### Instruction
Tally the lines in the data below that contain the string "surface", treating uppercase and lowercase letters as distinct, and give only the number.

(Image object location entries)
- - - - - - -

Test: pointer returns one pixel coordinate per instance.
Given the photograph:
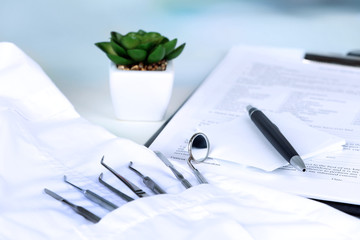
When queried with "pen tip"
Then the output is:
(298, 163)
(248, 107)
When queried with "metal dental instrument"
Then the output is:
(198, 148)
(148, 181)
(78, 209)
(138, 191)
(94, 197)
(177, 174)
(114, 190)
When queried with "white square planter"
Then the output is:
(141, 95)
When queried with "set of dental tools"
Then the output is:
(198, 148)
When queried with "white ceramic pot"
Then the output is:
(141, 95)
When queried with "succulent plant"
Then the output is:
(140, 48)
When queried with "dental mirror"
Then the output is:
(198, 147)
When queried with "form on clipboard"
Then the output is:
(324, 96)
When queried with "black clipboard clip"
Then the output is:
(352, 58)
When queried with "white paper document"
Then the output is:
(325, 97)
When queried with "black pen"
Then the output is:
(276, 138)
(349, 60)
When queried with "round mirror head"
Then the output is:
(199, 147)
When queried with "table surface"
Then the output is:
(60, 36)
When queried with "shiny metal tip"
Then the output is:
(298, 163)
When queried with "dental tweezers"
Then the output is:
(78, 209)
(94, 197)
(148, 181)
(138, 191)
(114, 190)
(177, 174)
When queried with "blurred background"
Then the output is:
(60, 36)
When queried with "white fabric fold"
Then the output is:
(42, 139)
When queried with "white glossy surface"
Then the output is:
(60, 36)
(141, 95)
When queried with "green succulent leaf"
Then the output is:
(120, 60)
(176, 52)
(157, 54)
(137, 55)
(141, 32)
(106, 47)
(170, 46)
(165, 40)
(146, 46)
(130, 41)
(153, 37)
(116, 37)
(120, 51)
(139, 46)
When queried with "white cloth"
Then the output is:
(42, 138)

- - - - - - -

### Solution to the problem
2